Records to use –
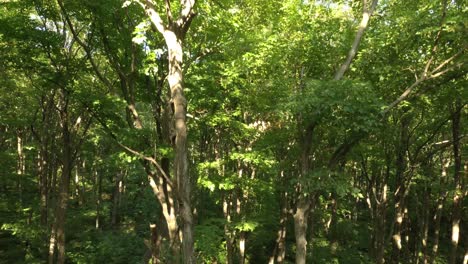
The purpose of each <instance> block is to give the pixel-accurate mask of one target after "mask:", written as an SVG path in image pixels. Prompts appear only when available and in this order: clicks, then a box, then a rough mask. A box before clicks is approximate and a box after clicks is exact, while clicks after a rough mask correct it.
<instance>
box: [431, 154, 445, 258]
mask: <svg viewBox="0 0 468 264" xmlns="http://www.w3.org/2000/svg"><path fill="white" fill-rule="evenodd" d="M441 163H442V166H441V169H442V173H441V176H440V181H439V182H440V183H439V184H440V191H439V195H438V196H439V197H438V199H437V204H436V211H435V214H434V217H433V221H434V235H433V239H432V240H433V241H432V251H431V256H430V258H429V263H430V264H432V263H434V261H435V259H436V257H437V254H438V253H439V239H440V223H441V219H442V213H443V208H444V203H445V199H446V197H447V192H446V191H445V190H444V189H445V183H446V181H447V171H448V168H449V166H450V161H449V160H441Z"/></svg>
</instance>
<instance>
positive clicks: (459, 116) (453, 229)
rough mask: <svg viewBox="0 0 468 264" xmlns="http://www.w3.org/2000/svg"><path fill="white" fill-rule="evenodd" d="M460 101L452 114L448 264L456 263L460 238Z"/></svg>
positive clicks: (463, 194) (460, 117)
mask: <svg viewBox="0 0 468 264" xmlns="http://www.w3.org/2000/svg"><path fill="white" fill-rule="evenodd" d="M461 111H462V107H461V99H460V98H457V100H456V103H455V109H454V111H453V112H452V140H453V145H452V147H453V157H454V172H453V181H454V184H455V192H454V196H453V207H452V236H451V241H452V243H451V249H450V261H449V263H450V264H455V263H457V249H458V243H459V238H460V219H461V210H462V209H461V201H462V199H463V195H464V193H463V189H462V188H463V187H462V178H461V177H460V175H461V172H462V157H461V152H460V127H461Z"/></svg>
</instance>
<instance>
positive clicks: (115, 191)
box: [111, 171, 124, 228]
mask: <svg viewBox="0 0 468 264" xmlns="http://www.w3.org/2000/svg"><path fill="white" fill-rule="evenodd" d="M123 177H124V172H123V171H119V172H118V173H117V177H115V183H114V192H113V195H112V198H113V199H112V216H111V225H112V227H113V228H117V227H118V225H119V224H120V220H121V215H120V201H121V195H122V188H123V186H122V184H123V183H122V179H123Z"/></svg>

==

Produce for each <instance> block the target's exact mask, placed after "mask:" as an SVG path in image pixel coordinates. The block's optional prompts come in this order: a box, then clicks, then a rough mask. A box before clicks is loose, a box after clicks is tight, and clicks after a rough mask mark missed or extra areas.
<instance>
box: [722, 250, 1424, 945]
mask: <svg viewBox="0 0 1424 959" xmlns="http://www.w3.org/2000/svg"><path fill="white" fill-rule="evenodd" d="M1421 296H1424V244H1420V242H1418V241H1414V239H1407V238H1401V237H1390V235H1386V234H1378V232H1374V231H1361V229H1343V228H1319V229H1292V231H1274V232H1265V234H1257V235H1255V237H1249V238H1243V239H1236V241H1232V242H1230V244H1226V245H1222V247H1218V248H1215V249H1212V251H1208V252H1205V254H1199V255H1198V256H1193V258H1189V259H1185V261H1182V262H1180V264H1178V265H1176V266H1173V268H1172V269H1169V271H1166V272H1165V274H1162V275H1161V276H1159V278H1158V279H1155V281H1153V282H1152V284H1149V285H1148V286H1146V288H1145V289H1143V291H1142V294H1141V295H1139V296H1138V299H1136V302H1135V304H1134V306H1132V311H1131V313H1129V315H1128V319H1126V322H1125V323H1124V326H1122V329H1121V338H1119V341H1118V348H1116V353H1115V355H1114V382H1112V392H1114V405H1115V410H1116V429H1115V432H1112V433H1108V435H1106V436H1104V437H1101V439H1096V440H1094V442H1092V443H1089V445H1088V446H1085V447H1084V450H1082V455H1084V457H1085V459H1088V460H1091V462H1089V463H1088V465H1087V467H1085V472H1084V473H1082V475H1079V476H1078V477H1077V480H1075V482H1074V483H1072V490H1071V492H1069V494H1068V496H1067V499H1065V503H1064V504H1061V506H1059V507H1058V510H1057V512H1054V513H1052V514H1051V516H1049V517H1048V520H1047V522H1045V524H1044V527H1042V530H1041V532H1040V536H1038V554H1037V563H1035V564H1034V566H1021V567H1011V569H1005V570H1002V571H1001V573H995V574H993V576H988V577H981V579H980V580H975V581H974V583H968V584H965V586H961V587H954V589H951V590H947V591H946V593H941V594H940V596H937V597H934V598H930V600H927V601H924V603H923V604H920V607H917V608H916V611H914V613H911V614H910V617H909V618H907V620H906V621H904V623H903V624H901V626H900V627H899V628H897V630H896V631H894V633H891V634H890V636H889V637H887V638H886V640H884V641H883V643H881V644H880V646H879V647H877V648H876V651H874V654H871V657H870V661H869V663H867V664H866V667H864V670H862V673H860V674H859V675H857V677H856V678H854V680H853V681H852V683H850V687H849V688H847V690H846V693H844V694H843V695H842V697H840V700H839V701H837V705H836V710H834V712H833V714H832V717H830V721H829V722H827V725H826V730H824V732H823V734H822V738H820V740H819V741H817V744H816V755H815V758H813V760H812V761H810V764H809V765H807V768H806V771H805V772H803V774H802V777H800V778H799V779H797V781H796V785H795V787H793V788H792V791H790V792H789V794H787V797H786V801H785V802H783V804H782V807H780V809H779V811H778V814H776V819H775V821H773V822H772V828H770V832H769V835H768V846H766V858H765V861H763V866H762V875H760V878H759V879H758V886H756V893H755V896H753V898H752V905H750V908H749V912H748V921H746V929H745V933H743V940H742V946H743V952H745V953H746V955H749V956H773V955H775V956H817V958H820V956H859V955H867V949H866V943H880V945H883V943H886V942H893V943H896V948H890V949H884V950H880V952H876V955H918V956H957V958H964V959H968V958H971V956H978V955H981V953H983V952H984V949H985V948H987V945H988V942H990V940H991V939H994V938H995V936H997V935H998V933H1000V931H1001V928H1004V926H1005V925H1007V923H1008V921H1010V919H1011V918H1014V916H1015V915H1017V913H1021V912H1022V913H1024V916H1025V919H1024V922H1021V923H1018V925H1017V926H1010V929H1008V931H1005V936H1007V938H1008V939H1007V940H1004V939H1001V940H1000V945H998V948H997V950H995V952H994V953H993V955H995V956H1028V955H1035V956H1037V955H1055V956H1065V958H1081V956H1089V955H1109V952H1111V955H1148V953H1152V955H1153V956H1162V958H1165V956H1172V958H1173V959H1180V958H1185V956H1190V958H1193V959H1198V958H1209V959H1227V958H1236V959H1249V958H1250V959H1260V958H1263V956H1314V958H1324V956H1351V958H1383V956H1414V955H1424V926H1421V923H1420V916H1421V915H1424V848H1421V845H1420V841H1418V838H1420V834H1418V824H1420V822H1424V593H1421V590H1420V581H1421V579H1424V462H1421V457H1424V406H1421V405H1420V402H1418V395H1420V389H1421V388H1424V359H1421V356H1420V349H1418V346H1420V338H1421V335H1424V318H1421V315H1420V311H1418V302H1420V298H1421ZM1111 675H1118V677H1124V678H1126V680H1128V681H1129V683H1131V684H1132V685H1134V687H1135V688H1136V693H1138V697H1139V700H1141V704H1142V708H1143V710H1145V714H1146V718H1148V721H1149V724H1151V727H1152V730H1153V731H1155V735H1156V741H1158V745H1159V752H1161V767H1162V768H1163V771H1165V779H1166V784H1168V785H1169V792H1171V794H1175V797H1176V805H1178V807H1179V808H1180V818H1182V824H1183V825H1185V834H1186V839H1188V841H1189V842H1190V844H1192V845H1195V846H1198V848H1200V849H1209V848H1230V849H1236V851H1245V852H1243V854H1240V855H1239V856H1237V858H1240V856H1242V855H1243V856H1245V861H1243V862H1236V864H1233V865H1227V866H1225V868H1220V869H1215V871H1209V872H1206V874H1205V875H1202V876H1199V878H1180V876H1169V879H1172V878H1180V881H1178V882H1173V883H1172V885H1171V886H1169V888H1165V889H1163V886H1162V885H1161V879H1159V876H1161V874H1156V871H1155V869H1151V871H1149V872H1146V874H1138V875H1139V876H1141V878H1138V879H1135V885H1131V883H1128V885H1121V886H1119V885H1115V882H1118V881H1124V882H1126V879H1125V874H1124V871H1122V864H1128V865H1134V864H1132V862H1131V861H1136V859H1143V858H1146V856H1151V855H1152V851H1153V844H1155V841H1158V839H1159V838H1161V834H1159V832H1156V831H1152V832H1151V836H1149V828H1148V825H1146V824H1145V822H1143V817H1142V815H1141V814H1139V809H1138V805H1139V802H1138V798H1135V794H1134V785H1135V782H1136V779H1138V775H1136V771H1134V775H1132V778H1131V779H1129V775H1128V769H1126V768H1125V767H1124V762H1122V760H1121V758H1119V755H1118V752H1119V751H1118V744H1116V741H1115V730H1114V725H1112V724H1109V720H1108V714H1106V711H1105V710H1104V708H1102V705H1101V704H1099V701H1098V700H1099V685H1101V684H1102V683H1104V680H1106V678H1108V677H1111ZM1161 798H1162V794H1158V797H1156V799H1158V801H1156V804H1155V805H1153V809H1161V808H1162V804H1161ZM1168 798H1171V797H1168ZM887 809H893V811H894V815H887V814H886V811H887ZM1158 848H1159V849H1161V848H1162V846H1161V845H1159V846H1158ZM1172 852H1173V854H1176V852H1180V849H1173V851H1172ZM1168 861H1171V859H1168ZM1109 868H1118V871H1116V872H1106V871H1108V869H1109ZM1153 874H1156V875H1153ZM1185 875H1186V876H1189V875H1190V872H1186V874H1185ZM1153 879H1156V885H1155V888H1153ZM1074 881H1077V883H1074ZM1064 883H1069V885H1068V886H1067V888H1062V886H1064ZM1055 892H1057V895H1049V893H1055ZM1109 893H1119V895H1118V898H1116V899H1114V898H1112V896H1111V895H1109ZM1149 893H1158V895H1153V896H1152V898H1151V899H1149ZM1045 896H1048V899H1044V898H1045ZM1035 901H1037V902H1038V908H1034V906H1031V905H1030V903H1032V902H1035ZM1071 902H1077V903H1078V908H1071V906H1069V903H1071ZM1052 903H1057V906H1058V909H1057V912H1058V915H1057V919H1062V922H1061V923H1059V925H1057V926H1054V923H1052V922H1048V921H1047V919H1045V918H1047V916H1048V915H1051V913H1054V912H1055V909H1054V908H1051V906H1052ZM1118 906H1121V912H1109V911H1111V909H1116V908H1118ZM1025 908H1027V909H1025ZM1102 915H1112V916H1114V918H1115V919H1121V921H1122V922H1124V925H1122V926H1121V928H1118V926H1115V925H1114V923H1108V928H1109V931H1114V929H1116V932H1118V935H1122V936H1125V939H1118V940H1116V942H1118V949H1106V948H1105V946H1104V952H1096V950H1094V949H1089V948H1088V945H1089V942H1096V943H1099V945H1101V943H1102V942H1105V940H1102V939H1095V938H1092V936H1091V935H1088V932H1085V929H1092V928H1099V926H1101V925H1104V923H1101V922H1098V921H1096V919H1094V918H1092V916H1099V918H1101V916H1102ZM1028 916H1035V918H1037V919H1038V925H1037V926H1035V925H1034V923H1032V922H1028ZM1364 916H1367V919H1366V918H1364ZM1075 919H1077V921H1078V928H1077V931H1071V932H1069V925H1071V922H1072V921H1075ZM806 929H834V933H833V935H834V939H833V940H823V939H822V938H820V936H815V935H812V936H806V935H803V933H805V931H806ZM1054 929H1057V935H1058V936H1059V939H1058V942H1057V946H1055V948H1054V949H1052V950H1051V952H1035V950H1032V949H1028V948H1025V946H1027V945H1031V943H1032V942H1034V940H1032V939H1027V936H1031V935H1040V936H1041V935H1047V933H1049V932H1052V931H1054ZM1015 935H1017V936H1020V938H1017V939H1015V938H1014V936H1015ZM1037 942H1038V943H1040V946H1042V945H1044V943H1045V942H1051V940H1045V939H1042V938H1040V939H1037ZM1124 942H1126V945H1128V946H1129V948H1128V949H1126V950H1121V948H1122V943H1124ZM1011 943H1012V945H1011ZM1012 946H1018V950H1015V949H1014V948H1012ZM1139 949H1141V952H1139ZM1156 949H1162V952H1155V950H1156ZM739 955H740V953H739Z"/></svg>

--

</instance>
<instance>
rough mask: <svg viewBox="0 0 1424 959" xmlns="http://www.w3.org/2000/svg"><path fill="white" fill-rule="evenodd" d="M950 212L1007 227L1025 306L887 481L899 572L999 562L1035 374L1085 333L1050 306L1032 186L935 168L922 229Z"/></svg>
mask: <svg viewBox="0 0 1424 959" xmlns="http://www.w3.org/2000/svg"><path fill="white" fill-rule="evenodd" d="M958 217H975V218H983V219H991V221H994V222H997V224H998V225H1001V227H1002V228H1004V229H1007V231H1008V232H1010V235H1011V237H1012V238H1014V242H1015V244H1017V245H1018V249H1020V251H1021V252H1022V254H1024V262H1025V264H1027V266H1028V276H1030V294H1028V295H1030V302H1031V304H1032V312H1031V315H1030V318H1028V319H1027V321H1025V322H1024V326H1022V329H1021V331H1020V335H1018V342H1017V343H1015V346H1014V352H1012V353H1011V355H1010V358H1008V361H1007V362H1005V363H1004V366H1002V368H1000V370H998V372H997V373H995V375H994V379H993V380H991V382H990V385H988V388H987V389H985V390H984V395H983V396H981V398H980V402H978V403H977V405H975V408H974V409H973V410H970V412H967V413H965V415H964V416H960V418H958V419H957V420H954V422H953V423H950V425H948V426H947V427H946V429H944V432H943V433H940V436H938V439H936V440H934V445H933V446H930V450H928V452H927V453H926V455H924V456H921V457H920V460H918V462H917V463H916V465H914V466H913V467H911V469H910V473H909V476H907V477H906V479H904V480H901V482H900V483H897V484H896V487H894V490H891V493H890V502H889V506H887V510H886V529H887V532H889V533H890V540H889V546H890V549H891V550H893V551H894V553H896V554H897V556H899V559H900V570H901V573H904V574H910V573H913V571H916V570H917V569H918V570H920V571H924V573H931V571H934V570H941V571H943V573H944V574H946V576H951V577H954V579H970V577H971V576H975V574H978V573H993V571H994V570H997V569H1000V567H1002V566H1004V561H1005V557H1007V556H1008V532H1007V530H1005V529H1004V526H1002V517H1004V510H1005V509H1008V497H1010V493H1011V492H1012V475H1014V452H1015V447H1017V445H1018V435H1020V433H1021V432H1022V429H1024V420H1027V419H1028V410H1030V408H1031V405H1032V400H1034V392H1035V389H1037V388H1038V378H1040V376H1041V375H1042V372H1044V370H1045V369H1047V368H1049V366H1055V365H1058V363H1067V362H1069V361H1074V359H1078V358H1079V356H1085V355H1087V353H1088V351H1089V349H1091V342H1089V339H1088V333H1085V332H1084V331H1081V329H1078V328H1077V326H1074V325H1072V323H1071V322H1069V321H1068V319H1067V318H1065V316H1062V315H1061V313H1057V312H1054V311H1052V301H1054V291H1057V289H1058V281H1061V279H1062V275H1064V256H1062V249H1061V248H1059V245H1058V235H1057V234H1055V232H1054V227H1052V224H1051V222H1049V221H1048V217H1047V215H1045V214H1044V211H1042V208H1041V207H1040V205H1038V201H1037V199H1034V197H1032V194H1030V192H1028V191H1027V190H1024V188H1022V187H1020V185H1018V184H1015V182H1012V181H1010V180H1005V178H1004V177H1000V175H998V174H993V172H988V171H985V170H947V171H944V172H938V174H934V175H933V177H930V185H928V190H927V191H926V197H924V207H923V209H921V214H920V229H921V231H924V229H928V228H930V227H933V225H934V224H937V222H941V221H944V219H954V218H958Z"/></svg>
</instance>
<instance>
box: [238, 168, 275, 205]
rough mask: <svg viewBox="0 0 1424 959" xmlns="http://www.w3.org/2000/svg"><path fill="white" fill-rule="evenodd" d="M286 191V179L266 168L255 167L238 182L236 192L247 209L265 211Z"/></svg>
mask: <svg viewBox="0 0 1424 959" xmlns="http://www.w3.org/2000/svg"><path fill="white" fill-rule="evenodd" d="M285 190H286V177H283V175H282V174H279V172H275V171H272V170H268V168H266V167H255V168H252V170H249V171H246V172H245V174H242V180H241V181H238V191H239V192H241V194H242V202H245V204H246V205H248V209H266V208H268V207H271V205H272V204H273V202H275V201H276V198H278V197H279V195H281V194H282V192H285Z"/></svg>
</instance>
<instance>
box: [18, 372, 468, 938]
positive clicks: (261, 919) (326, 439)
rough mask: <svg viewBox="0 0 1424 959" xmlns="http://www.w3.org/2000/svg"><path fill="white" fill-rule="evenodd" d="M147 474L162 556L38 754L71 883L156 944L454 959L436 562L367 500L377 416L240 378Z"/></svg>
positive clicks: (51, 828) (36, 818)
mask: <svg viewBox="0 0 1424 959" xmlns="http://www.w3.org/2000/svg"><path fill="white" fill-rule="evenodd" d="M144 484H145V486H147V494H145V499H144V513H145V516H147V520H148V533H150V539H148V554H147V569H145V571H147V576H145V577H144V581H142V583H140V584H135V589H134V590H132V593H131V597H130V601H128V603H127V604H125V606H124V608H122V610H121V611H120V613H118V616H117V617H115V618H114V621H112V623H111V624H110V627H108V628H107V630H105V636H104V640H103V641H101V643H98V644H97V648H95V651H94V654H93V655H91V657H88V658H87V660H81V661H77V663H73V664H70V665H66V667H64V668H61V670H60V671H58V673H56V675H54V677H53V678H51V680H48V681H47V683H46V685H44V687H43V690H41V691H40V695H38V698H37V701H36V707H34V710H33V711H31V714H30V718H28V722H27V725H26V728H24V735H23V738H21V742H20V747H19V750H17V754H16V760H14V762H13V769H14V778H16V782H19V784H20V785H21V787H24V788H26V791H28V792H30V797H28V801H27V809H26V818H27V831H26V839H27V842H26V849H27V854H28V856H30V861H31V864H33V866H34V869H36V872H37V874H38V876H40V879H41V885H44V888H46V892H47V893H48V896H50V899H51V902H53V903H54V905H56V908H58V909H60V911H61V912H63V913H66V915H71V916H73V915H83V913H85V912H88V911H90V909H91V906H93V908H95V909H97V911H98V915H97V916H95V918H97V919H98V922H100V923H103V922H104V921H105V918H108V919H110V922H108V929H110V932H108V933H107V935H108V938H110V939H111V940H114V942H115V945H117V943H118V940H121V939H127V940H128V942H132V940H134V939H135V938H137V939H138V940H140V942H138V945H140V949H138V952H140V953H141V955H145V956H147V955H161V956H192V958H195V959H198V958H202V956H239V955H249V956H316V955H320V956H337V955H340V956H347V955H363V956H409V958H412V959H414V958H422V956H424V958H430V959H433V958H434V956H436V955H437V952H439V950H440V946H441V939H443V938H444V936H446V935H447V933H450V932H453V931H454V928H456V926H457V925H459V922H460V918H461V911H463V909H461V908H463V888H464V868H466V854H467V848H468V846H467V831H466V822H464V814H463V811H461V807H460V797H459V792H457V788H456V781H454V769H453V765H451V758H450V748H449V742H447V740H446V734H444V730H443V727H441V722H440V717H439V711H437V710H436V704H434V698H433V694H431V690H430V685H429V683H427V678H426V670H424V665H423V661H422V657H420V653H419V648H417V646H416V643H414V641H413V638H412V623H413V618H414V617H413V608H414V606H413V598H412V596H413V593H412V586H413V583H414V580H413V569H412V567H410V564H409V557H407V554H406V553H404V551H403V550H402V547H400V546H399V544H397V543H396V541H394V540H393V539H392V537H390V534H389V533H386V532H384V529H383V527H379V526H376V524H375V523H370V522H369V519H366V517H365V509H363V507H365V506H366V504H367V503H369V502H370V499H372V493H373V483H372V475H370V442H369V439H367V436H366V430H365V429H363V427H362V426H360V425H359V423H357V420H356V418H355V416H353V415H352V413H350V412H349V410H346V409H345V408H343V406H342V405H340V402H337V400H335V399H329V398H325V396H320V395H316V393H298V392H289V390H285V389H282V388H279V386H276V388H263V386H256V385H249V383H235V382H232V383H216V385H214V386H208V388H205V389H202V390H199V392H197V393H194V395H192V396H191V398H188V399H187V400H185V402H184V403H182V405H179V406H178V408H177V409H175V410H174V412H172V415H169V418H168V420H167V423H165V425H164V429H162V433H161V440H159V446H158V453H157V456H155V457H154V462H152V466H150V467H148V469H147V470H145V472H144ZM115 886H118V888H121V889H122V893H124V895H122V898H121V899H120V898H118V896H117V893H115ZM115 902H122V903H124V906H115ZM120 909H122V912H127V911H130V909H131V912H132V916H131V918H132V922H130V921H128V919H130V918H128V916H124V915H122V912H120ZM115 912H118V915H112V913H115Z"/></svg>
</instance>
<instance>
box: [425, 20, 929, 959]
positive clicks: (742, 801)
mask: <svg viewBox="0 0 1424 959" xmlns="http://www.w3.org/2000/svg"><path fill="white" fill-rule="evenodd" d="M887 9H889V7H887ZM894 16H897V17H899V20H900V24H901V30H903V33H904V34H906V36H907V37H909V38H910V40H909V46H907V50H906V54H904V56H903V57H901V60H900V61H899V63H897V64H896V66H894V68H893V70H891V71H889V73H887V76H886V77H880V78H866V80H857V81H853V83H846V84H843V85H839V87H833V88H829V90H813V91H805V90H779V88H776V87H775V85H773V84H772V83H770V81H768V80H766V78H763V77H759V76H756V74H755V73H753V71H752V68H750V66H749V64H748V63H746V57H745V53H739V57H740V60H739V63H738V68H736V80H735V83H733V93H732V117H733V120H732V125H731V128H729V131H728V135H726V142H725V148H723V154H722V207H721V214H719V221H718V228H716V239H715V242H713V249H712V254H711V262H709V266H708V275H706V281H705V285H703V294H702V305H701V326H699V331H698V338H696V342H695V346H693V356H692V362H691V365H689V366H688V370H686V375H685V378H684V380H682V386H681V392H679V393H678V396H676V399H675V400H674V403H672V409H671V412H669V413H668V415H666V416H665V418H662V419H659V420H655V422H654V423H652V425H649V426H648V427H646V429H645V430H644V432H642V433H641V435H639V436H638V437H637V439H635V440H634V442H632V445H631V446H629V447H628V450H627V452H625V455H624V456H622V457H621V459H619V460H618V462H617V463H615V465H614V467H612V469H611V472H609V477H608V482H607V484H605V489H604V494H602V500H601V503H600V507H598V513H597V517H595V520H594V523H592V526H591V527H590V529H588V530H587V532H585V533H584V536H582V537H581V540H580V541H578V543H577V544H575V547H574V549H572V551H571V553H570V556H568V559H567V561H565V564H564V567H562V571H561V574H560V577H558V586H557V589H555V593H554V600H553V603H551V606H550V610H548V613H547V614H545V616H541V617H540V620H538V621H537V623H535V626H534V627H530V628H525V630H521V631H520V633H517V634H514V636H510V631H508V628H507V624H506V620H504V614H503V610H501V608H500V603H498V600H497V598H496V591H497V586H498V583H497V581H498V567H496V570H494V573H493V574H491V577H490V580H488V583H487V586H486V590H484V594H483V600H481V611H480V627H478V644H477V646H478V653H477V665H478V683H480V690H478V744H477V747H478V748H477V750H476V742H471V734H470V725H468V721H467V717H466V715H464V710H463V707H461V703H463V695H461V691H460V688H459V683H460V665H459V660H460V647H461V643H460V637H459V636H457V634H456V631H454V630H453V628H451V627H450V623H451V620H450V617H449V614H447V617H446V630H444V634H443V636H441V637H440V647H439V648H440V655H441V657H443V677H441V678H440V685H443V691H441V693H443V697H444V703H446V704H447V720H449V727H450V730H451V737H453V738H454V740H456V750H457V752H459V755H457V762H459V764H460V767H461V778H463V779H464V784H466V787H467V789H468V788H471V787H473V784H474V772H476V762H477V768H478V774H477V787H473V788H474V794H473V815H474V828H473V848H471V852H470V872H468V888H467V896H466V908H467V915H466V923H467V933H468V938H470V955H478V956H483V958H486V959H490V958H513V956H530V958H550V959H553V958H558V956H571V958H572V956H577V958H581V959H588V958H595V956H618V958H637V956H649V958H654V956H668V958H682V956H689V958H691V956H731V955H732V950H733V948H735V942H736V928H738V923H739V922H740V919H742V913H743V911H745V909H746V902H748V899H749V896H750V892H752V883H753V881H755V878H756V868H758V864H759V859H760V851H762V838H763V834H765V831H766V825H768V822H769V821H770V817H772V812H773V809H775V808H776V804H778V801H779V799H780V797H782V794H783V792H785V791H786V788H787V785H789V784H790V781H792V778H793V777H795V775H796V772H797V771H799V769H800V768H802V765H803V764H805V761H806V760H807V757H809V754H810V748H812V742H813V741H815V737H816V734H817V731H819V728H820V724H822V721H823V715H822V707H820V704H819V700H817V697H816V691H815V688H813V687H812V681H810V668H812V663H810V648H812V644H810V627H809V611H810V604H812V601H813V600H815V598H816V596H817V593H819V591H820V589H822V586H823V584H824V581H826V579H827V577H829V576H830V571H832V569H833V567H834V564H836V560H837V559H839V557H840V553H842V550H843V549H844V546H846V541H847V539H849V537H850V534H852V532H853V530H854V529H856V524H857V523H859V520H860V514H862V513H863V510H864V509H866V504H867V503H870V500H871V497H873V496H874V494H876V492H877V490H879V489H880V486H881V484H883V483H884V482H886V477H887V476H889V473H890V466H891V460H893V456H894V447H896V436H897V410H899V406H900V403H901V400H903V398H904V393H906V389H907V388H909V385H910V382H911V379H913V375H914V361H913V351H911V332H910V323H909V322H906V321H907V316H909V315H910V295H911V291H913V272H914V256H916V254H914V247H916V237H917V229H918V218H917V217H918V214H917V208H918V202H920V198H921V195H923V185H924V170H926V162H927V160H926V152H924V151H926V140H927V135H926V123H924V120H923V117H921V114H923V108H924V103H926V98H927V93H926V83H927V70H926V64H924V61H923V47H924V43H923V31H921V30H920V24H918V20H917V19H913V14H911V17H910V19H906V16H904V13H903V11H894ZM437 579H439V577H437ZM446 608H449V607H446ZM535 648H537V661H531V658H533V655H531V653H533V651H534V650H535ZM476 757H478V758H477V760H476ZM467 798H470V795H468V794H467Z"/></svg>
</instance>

Exercise directions – From the records above, copy out the line with "The purpose of", the line with "101L452 114L448 264L456", and every line between them, word for word.

Result for this exercise –
The purpose of each <instance> block is to give the pixel-accurate mask of one target after "mask:", written as an SVG path in image pixels. Prompts appear only when available and in this order: clicks, then a box, then a rough mask. A box before clicks is approximate and a box after clicks is exact, while clicks after a rough mask correct it.
<instance>
box: [431, 154, 445, 258]
mask: <svg viewBox="0 0 468 264" xmlns="http://www.w3.org/2000/svg"><path fill="white" fill-rule="evenodd" d="M441 163H442V166H441V169H442V173H441V176H440V181H439V182H440V183H439V184H440V191H439V195H438V196H439V197H438V199H437V204H436V211H435V214H434V217H433V221H434V235H433V239H432V240H433V241H432V251H431V256H430V258H429V263H430V264H432V263H434V261H435V259H436V257H437V254H438V253H439V239H440V223H441V219H442V213H443V208H444V203H445V199H446V197H447V192H446V191H445V190H444V189H445V183H446V181H447V171H448V168H449V166H450V161H449V160H441Z"/></svg>
</instance>
<instance>
positive clicks: (459, 116) (453, 229)
rough mask: <svg viewBox="0 0 468 264" xmlns="http://www.w3.org/2000/svg"><path fill="white" fill-rule="evenodd" d="M460 101L452 114L448 264L456 263L460 238Z"/></svg>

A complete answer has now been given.